— Start —
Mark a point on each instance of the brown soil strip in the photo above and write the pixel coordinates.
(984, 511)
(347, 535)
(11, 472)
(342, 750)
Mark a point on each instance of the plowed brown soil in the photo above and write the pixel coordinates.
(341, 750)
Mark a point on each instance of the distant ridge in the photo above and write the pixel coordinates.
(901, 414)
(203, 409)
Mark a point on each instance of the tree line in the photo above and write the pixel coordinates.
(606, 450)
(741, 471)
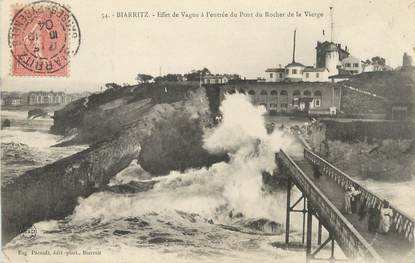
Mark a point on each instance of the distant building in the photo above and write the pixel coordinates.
(215, 79)
(311, 74)
(353, 65)
(12, 100)
(48, 98)
(219, 78)
(294, 72)
(288, 97)
(274, 74)
(329, 55)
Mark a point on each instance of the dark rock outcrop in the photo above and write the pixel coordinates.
(51, 192)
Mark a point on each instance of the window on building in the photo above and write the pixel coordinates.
(317, 103)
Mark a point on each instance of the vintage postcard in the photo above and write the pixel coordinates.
(207, 131)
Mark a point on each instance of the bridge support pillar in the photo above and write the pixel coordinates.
(309, 256)
(319, 233)
(287, 218)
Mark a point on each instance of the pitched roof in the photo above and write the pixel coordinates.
(311, 69)
(275, 70)
(295, 64)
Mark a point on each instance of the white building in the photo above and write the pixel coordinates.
(311, 74)
(352, 64)
(294, 72)
(274, 74)
(215, 79)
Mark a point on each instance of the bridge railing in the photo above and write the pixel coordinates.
(348, 238)
(401, 223)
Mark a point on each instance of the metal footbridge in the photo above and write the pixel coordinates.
(322, 197)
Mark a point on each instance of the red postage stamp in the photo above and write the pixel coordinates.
(43, 36)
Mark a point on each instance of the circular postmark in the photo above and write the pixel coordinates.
(43, 36)
(29, 233)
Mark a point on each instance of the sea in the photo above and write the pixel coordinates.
(218, 214)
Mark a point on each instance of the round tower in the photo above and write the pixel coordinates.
(332, 60)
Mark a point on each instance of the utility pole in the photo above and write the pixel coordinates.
(331, 24)
(295, 31)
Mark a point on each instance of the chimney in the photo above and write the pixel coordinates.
(406, 61)
(295, 31)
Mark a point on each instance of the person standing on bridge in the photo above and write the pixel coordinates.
(355, 199)
(386, 214)
(348, 200)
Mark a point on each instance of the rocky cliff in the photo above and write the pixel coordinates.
(161, 126)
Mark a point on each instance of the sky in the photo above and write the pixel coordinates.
(117, 49)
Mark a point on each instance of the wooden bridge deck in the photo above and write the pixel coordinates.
(391, 247)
— End —
# What is being asked
Starting at the line that contains "Mark a point on each instance of the sky" and continuing through the end of the records, recast those lines as a Markdown table with the columns "Number" and "Text", numbering each row and omitting blank lines.

# Task solution
| Number | Text |
|---|---|
| 1 | Mark a point on each instance of the sky in the photo above and write the pixel coordinates. |
| 2 | (117, 49) |
| 3 | Mark a point on each instance of the wooden bridge deck in the photo above and write the pixel coordinates. |
| 4 | (391, 247) |